Task objective: Exactly the lines from the one containing "Please indicate the rocky" through the end of the data below are to be reproduced, and nothing besides them.

Dataset rows:
>>
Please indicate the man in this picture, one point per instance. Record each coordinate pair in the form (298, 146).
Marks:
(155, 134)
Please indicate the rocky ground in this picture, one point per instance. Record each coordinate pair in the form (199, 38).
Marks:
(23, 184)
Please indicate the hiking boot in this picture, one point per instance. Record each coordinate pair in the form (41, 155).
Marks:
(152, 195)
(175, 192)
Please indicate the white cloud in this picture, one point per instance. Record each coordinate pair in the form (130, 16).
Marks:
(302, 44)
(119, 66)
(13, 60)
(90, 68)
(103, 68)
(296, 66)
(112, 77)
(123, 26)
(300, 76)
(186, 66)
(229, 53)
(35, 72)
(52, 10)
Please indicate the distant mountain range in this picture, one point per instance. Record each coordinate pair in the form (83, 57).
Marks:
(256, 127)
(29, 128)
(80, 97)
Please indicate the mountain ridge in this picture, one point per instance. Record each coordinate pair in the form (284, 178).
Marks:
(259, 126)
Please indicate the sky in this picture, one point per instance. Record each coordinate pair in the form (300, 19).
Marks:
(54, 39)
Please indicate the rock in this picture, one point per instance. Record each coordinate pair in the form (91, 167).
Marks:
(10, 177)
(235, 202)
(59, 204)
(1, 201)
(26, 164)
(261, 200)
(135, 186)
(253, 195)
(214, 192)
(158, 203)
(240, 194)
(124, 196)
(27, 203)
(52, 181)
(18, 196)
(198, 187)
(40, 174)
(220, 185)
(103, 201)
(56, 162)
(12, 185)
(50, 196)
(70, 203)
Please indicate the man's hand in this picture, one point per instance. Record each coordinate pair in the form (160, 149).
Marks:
<<
Expected output:
Please indicate the rocky ground in this picture, one point per instance. Record each coordinate pair in the form (199, 38).
Marks:
(23, 184)
Please indicate the hiking boot in this picture, one point per instance. Record each coordinate pair in the form (41, 155).
Marks:
(152, 195)
(175, 192)
Please indicate the white cloud in this picture, one point per instance. Record each coordinate pair in the form (130, 16).
Marks:
(302, 44)
(119, 66)
(13, 60)
(90, 68)
(103, 68)
(296, 66)
(112, 77)
(123, 26)
(300, 76)
(186, 66)
(229, 53)
(35, 72)
(52, 10)
Please indicate the distant mountain range in this picture, one point per instance. Record each coordinate pair in the form (83, 57).
Marks:
(256, 127)
(29, 128)
(80, 97)
Please indicate the mountain ridge in this picture, one point per instance. Record each coordinate pair in the form (284, 178).
Marks:
(259, 126)
Please indicate the sky in this picture, one point per instance. Record each coordinate pair in the form (300, 19).
Marks:
(54, 39)
Please indicate the rock in this picture, one point per instance. Record each coordinate pair in the form (91, 167).
Marks:
(10, 177)
(235, 202)
(59, 204)
(1, 201)
(26, 164)
(261, 200)
(135, 186)
(253, 195)
(214, 192)
(158, 203)
(240, 194)
(124, 196)
(27, 203)
(52, 181)
(18, 196)
(198, 187)
(40, 174)
(220, 185)
(103, 201)
(56, 162)
(12, 185)
(50, 196)
(70, 203)
Please indicate the man's hand in this picture, one point per instance. Record each coordinate pair in the form (160, 149).
Marks:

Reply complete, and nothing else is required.